Guest post: The Anne Boleyn Papers by Elizabeth Norton

Today we have a special treat: a Guest Post from acclaimed historian and author, Elizabeth Norton. Elizabeth’s books are always delightful and well researched, and today you have a chance to win one in my give-away.  The paperback version of Elizabeth Norton’s “The Anne Boleyn Papers” (previously published in hardback as “Anne Boleyn: In Her Own Words & the Words of Those Who Knew Her”) is up for grabs. Leave a comment under this article, or any other article on my blog; winner will be chosen from among everyone who will leave their comments here.

The Anne Boleyn Papers by Elizabeth Norton

Anne Boleyn has been the subject of countless biographies, novels, films and plays. It seems like we know her – the French educated beauty who captivated Henry VIII and helped to bring about the Reformation in England. But where does this picture of Anne come from? Everything we know about this five hundred year old Tudor queen is based on the documents that have survived and come down to us.

 Few contemporary sources survive for Anne’s early life. We do not even know when she was born, with her age estimated from the facts of her life. The first time that she crops up in contemporary documents are the letters written from the court of Margaret of Austria in Brussels in 1513. Both are addressed to Sir Thomas Boleyn. One is from Margaret herself, complementing him on the daughter that he had placed with her, whom she found ‘of such good address and so pleasing in her youthful age that I am more beholden to you for having sent her to me than you are to me’. Another is from the young Anne herself, complete with the bad French of a beginner.

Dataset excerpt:

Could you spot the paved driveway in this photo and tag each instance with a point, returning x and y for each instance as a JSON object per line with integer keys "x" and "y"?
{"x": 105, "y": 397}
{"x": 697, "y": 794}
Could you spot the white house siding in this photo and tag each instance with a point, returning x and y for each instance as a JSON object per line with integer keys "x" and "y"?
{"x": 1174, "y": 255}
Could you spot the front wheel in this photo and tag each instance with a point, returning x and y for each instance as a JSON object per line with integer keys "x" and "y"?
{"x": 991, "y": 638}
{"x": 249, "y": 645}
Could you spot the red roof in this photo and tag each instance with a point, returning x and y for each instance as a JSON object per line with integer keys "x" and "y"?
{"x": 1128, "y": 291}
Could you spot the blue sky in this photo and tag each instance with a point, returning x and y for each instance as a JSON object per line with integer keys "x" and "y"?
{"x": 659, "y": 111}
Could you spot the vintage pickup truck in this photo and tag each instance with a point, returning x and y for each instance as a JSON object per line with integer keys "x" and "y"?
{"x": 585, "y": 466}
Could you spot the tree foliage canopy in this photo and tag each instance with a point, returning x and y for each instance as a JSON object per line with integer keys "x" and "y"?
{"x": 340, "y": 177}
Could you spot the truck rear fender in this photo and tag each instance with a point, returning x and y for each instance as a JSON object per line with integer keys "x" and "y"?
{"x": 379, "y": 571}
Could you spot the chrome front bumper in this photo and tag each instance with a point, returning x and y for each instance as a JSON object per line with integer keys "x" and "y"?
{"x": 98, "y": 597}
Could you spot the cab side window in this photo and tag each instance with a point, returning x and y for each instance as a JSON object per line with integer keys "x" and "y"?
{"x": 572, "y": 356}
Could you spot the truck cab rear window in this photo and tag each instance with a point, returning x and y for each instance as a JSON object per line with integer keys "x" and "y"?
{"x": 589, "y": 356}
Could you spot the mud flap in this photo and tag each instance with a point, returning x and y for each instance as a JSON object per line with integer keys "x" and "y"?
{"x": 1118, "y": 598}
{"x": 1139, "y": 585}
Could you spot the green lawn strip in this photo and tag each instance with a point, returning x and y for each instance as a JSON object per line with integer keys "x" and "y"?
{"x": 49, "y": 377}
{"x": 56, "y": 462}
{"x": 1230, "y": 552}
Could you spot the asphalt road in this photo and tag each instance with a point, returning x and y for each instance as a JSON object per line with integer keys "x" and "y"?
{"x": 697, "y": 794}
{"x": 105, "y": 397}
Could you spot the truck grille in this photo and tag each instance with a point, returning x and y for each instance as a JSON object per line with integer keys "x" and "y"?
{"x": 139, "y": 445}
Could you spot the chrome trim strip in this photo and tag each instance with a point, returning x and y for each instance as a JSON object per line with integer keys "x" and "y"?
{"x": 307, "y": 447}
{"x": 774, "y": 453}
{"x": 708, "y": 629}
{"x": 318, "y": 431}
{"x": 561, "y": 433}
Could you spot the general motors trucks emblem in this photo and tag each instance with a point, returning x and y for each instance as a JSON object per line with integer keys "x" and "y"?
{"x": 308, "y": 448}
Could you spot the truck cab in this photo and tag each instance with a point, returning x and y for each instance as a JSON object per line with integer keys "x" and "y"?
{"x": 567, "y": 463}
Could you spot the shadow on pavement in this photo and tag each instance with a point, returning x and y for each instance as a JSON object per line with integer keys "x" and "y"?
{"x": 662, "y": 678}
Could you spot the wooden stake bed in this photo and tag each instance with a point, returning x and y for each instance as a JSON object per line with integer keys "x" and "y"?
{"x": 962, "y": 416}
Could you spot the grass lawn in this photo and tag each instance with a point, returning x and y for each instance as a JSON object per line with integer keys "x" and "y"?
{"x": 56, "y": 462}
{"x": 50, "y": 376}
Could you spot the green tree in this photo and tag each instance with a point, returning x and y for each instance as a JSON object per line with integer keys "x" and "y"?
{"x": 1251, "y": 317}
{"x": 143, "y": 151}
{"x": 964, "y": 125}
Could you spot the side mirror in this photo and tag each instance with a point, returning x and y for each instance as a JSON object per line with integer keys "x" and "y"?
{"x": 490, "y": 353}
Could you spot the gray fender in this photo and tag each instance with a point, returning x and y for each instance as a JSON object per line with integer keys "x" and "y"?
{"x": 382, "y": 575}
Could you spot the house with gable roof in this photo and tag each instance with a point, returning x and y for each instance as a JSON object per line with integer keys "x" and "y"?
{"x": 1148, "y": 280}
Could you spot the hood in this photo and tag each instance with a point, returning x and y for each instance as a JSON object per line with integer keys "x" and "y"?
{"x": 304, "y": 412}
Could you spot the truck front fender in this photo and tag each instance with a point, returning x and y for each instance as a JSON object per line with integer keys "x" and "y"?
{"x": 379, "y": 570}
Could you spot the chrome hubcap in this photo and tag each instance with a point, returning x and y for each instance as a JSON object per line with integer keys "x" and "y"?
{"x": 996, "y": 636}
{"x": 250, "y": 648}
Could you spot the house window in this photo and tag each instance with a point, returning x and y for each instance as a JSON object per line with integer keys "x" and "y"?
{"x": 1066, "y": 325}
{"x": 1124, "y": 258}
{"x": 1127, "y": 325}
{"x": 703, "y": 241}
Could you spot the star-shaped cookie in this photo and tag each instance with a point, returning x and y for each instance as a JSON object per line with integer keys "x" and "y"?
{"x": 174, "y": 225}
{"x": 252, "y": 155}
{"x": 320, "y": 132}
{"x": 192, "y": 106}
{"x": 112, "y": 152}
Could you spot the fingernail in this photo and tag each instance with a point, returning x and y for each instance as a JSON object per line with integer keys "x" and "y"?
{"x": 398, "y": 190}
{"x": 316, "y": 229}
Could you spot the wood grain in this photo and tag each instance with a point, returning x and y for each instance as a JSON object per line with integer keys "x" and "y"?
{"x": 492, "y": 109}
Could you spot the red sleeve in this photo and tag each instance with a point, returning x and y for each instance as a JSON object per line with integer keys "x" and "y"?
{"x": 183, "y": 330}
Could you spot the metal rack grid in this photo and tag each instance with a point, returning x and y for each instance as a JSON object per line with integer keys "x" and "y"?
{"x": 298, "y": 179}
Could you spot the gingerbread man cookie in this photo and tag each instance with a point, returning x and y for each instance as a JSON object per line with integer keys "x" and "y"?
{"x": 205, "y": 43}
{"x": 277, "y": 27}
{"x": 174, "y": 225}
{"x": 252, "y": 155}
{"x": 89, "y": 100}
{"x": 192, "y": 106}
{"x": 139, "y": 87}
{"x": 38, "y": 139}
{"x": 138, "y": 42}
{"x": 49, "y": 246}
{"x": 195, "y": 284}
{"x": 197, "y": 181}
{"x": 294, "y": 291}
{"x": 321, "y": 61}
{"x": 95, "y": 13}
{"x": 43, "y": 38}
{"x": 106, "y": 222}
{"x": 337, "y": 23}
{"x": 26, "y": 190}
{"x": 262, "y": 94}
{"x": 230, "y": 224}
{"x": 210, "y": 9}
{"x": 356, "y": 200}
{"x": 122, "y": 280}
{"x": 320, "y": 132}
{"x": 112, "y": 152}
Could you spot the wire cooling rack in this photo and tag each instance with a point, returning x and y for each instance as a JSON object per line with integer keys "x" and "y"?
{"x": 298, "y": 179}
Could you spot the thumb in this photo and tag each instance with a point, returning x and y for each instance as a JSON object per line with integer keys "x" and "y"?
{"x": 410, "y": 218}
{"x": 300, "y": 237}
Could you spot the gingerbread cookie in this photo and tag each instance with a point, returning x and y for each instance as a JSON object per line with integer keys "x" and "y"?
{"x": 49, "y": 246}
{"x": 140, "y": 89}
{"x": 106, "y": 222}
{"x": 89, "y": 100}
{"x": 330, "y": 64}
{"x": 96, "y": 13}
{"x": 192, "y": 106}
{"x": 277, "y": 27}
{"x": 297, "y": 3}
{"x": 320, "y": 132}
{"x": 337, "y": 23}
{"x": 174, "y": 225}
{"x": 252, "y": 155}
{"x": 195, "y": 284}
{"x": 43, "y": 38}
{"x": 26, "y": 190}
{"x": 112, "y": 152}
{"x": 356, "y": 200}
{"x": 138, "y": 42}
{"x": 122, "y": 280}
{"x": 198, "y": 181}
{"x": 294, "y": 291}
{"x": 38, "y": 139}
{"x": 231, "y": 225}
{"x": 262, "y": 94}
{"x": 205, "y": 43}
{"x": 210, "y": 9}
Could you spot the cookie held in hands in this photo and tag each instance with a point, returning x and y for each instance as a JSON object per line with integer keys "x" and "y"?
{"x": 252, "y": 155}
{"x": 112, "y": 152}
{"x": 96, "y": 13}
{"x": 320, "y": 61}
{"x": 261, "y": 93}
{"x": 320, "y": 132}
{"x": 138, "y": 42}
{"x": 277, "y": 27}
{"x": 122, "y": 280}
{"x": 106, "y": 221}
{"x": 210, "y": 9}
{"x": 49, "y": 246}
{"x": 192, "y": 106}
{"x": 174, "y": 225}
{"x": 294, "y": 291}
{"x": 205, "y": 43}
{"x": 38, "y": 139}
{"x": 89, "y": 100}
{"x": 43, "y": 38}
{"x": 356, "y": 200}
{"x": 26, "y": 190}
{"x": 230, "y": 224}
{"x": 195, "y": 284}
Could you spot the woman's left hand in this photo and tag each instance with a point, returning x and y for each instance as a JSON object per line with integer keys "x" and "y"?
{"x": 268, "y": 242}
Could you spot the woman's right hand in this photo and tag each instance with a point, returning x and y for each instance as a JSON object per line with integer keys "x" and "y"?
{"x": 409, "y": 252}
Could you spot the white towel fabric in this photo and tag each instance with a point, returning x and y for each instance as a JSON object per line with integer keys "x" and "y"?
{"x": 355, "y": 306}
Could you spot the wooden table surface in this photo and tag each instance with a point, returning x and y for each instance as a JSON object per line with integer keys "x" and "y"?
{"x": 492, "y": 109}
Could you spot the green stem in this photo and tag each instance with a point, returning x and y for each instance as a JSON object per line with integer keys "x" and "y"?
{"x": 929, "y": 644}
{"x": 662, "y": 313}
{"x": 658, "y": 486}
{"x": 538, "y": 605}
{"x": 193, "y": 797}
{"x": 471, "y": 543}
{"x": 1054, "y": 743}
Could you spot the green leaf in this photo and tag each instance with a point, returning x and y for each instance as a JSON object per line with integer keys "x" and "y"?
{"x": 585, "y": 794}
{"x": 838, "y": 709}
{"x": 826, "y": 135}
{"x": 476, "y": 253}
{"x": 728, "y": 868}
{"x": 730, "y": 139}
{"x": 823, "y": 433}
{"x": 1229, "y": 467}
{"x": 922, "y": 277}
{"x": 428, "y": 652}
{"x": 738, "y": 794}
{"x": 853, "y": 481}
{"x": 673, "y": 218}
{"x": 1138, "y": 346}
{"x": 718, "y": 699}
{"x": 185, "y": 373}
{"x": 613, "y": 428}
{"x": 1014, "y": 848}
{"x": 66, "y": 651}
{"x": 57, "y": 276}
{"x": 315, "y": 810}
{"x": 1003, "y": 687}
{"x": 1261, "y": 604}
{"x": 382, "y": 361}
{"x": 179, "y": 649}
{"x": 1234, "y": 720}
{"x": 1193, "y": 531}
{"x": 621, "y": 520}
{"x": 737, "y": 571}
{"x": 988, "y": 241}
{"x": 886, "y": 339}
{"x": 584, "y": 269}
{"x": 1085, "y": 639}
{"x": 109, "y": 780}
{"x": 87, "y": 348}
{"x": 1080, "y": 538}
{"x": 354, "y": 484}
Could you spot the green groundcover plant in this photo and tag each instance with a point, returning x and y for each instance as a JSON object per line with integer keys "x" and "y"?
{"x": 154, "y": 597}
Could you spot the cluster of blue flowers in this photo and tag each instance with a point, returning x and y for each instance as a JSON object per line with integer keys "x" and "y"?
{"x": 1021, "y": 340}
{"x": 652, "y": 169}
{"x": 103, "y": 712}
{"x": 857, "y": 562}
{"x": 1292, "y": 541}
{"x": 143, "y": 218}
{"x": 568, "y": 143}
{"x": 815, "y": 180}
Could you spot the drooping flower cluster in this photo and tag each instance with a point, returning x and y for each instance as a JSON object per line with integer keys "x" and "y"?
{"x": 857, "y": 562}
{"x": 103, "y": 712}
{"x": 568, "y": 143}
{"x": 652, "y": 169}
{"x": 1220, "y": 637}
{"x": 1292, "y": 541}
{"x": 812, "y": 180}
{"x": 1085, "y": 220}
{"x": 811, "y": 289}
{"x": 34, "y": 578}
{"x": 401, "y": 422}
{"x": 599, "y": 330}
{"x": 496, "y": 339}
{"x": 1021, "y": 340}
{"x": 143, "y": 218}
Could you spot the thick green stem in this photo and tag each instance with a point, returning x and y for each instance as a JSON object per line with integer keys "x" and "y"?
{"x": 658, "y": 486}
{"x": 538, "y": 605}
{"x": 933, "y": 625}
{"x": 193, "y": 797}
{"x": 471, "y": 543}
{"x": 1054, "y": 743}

Given instruction: Reproduce the passage of the guest post on Anne Boleyn starting at "Few contemporary sources" up to and including "of a beginner.".

Written answer:
Few contemporary sources survive for Anne’s early life. We do not even know when she was born, with her age estimated from the facts of her life. The first time that she crops up in contemporary documents are the letters written from the court of Margaret of Austria in Brussels in 1513. Both are addressed to Sir Thomas Boleyn. One is from Margaret herself, complementing him on the daughter that he had placed with her, whom she found ‘of such good address and so pleasing in her youthful age that I am more beholden to you for having sent her to me than you are to me’. Another is from the young Anne herself, complete with the bad French of a beginner.